• **Task to carry out**: From the line that includes "Locate the front door" to the last line of the records, inclusive, repeat each line exactly.

Records drawn from a dataset

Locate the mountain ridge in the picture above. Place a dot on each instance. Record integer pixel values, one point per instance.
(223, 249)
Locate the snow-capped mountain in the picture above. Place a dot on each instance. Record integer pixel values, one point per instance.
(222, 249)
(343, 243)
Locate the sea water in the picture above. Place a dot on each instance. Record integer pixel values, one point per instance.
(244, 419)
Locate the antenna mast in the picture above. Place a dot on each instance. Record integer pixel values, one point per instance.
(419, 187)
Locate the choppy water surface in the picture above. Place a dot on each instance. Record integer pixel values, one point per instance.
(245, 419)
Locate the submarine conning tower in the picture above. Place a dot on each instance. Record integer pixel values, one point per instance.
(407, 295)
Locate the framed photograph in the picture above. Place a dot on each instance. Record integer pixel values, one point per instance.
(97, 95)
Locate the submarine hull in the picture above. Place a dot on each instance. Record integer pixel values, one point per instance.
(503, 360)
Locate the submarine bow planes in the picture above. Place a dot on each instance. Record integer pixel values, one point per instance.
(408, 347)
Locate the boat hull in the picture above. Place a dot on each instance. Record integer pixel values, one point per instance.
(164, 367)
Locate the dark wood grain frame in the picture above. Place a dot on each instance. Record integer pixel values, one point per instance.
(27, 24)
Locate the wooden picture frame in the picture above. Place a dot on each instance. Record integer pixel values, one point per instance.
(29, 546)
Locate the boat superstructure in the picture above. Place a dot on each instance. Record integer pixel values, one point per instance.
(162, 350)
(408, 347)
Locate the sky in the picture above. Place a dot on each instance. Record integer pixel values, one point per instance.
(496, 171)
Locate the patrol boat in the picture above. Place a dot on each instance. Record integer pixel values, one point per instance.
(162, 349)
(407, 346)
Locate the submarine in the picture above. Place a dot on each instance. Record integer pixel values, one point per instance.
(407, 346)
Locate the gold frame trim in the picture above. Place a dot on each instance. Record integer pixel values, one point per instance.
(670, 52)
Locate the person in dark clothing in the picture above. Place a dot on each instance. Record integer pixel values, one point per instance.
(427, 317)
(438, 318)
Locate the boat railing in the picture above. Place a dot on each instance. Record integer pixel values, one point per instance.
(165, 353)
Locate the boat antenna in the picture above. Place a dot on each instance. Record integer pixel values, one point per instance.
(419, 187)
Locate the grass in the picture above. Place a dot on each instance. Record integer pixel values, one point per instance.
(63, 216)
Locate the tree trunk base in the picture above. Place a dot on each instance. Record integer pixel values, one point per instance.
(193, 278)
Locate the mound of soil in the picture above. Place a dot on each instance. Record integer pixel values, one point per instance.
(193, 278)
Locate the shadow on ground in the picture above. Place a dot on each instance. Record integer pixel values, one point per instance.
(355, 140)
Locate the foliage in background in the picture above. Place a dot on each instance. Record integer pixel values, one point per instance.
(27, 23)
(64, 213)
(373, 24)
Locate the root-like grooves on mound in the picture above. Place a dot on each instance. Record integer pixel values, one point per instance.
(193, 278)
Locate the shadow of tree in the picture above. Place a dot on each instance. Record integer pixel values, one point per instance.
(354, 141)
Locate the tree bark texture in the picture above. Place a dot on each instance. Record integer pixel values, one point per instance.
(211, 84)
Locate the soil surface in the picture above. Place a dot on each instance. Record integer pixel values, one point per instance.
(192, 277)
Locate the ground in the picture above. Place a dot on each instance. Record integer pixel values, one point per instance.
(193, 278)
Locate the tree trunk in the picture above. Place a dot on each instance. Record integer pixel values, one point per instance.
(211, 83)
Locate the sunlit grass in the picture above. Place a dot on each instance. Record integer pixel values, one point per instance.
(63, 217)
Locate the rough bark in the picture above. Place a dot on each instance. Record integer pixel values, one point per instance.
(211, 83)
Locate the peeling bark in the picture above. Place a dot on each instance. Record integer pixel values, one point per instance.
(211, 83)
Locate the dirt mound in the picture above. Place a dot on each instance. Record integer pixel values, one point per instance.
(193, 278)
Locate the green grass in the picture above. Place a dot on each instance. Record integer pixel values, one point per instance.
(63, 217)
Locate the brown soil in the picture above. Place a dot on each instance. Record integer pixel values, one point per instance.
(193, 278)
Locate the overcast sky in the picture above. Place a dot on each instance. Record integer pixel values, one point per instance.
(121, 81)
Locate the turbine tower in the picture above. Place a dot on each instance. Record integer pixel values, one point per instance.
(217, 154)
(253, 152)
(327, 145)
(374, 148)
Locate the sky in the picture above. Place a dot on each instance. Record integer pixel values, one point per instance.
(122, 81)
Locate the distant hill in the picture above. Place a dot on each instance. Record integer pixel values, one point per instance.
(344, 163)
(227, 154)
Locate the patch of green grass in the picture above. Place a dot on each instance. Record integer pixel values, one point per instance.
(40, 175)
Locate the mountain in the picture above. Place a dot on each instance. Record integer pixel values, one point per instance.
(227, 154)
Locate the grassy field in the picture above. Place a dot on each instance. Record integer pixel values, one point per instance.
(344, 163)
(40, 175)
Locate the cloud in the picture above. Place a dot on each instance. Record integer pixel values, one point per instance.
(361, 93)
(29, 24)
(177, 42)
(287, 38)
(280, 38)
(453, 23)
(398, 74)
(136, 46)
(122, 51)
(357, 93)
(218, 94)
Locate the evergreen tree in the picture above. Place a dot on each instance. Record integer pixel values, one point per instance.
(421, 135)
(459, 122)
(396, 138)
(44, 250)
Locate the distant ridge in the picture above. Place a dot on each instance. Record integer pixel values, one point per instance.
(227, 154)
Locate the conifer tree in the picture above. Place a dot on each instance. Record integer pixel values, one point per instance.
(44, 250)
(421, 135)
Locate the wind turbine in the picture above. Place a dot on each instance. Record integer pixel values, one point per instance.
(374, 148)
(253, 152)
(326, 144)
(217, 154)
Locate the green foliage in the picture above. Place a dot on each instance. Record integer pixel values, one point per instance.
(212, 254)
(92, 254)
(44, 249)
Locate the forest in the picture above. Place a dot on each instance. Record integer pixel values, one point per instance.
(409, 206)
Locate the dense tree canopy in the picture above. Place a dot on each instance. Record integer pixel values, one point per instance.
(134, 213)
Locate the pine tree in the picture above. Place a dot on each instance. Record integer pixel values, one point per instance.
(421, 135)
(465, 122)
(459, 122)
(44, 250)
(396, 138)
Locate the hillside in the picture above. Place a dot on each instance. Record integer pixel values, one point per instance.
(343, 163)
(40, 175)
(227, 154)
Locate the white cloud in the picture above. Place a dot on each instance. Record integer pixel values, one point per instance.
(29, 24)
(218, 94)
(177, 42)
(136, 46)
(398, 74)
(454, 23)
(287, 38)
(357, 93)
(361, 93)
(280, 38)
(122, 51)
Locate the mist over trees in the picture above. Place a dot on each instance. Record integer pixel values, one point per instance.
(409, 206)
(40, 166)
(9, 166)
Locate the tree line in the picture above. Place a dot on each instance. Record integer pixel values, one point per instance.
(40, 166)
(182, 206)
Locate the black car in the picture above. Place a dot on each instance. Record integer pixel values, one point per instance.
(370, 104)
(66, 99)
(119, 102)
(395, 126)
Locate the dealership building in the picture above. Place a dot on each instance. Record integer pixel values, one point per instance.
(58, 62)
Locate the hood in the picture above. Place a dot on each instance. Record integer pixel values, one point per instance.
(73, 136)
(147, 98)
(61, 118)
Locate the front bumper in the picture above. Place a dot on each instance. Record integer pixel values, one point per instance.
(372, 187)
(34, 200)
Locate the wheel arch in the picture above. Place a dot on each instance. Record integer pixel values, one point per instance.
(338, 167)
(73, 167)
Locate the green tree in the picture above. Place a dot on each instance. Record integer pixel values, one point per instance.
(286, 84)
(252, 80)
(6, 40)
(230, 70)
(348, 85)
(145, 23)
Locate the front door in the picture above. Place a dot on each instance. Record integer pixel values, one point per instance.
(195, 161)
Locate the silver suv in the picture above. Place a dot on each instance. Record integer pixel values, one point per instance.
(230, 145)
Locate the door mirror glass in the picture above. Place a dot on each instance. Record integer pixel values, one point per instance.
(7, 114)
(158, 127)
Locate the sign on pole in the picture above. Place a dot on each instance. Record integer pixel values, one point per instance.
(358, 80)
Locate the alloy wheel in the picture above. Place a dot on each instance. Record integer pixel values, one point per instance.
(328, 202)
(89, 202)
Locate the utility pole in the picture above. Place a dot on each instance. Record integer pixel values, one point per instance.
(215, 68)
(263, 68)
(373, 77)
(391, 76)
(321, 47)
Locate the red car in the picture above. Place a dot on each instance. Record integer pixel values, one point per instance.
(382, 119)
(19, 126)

• **Answer below**:
Locate the front door in the picture above. Place a dot on each instance. Record integer pixel values, one point per instance.
(195, 161)
Locate the silver suv in the picture above. Place a dot on each instance. Record integer pixel values, one point per instance.
(230, 145)
Locate the door mirror glass in the picture above. Place a dot on each instance. Record integer pixel values, one point per instance.
(7, 114)
(158, 127)
Locate the sign on pole in the picture above. Place a dot on each instance. Record integer pixel values, one point per instance.
(358, 80)
Locate the alloy wheel in the picture above. Place a dot on each instance. Record integer pixel values, one point per instance.
(328, 202)
(89, 202)
Locate the utility pole in the picture above. Place a dot on each instance. Record integer pixel values, one point per instance.
(215, 68)
(263, 68)
(373, 77)
(391, 76)
(321, 47)
Locate the red car in the picture above. Place a dot on each instance. Record integer pixel values, one point per instance.
(382, 119)
(19, 126)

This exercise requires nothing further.